→ **Exercise materials**
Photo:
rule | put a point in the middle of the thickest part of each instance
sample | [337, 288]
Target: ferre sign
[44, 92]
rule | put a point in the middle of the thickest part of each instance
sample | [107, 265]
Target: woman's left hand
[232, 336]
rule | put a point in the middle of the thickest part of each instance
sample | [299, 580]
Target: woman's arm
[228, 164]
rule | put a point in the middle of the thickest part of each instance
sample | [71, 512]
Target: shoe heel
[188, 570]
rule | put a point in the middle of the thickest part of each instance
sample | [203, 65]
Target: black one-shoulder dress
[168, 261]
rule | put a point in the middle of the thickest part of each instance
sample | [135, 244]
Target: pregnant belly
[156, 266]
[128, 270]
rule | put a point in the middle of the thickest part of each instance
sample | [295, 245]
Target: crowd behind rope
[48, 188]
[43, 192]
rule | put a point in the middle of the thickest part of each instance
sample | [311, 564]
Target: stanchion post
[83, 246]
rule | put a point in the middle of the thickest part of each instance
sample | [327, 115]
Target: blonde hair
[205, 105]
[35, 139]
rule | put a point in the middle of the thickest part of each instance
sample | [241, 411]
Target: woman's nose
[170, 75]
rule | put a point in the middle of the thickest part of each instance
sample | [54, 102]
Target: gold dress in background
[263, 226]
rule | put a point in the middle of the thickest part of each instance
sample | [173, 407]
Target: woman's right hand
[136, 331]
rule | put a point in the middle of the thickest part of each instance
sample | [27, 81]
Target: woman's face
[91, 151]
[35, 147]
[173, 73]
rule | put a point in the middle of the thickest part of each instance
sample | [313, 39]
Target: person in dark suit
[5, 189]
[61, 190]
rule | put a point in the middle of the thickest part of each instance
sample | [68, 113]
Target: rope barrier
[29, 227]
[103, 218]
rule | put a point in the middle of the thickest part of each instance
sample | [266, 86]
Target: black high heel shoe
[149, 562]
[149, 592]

→ **Work order**
Every record in the listing above is to be copied exactly.

→ **Task answer**
Photo:
rule | put a point in the middle of the thickest part of each instance
sample | [337, 288]
Target: ferre sign
[44, 92]
rule | put a point in the middle of the thickest part of each instance
sample | [107, 265]
Target: woman's left hand
[232, 336]
rule | put a point in the middle of the thickest part of each instance
sample | [299, 580]
Target: woman's arm
[228, 164]
rule | put a point in the middle of the thickest part of each instance
sample | [71, 512]
Target: shoe heel
[188, 570]
rule | put a point in the middle of the thickest part of each instance
sample | [203, 65]
Target: black one-shoulder dress
[168, 261]
rule | put a point in the middle of the thickest part of each instance
sample | [135, 244]
Target: pregnant belly
[156, 266]
[128, 270]
rule | put a point in the middle of the thickest part of each instance
sample | [295, 245]
Target: crowd behind rope
[48, 188]
[43, 192]
rule | put a point in the middle of the thickest part of each instance
sample | [311, 564]
Target: stanchion post
[83, 246]
rule | put a point in the middle of the thickest part of each instance
sample | [327, 115]
Target: blonde hair
[205, 105]
[35, 139]
rule | put a point in the middle of the thickest part of each instance
sample | [241, 411]
Target: woman's nose
[170, 75]
rule | put a point in the middle of the thickest part of each instance
sample | [54, 102]
Target: gold dress in background
[263, 226]
rule | put a point in the middle of the thickest part of each instance
sample | [173, 407]
Target: woman's right hand
[136, 331]
rule | put a point in the middle of the thickest part of each instance
sample | [27, 81]
Target: woman's face
[91, 151]
[35, 147]
[173, 73]
rule | put a point in the middle of the thickest part of each instance
sample | [313, 39]
Target: person in dark suit
[5, 189]
[61, 190]
rule | put a point in the middle of the thickest part of each instance
sample | [68, 113]
Target: rope barrier
[29, 227]
[103, 218]
rule | put a point in the middle of the thickest part of each instance
sample | [266, 86]
Target: black high heel shoe
[149, 562]
[149, 592]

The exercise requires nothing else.